◆ TASK PROMPT:
Retype every one of the records below verbatim, keeping each line as it is.

————————

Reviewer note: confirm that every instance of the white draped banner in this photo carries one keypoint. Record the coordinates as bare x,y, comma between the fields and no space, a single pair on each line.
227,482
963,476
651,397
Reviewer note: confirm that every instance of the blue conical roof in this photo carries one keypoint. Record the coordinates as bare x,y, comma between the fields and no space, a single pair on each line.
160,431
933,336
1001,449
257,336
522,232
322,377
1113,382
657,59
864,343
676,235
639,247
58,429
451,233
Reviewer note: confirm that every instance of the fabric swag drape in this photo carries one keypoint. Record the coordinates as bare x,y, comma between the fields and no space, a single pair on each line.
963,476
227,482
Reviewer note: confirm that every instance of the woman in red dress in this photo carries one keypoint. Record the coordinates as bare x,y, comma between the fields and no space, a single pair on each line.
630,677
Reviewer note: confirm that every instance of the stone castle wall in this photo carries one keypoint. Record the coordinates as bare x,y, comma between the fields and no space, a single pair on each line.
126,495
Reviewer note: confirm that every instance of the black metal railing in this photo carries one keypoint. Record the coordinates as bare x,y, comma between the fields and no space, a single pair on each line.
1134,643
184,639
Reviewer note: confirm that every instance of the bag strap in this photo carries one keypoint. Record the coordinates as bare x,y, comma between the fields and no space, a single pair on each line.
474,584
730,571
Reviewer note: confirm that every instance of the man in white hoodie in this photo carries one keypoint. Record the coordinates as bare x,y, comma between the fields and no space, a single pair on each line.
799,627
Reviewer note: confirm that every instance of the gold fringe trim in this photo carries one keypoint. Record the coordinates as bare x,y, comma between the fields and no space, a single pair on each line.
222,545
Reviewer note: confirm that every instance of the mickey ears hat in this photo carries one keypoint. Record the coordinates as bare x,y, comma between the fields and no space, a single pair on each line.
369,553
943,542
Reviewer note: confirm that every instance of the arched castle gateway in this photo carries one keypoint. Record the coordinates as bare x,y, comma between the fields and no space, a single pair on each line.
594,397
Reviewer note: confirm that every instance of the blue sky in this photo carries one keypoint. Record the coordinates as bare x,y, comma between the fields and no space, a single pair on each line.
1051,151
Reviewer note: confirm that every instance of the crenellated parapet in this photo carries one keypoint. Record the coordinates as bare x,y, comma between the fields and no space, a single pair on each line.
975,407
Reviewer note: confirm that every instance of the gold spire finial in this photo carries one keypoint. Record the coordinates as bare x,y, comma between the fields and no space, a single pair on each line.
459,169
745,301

————————

◆ RESULT:
Reviewer note: confirm that every instance of the white draped banner in this photo carries one keypoint. Record the coordinates as bare x,y, comma between the fields and no space, a single pair on each line.
227,482
963,476
651,397
Reviewer note: confirm that every instance of the blue conical roof in this photo carries one keypoint. Record the coordinates as bare x,y, comma between the fields and no space, a single pair on each line.
160,431
933,336
1001,449
257,336
522,232
322,377
1113,382
657,59
864,343
676,235
639,247
58,429
451,233
Reviewer note: confirm that every instance of the fabric swag drape in this photo carries one keypoint. Record the coordinates as bare x,y, comma between the fields and no space, a single pair on each line.
963,476
227,482
Reviewer note: confirm that every instance of the woman in red dress in this photo carries one keypoint. Record the coordinates as bare x,y, comma between the fields and no space, a single pair on each line.
630,677
Reviewer note: confirm that every instance of the stone castle wall in this photo carries one keypoint. Record the coordinates as bare x,y, comma between the fields and no space, a single pair on each line.
126,495
Reviewer note: confirm that every instance of the black metal railing in this photo carries one keypoint. Record the coordinates as bare x,y, comma between the fields and no space, a single pair on each line.
1134,643
184,639
Reviewer note: confirm that every instance of the bag strap in this photo carries one keypoint. Record the coordinates as bare x,y, comma between the fields and no space, a single pair on each line.
474,584
730,571
Reviewer note: confirm that every instance of the man in white hoodie in this photo carries one keypoint. Record the coordinates as bare x,y, comma between the fields and no space, a single pair on each line.
799,627
Reviewer note: confirm that every instance of the gold fringe trim in this photo carries one keypoint. Record the coordinates as bare x,y, comma between the fields and no space, a single pair on each line.
222,545
Reviewer note: confirm that every instance of the mickey ears hat in this photo carries one keypoint. Record the coordinates as bare x,y, comma between the fields and no space, a single pair on each line.
369,553
943,542
Reviewer note: confirm that every instance of the arched castle gateway in this photo carries one keypoint. Record the coordinates as bare x,y, comma between the fields and no space, a single pair on each line.
594,397
Reviewer note: confirm that every instance of the blue sky in this photo carries one keypoint. Record the coordinates as bare x,y, comma between the fields and no space, a single pair on each line.
1051,151
Reviewer note: confirm that every instance of the crenellated parapet in this photo carries one keypoint. Record the coordinates as bare x,y, comma between the fields and no space, a single pair on each line.
975,407
Reviewer note: confirm that every instance of the gold spire finial in this photo carries one keypoint. Record the coordinates as bare x,y, comma between the fields and no space, a single pair on each line.
459,169
745,301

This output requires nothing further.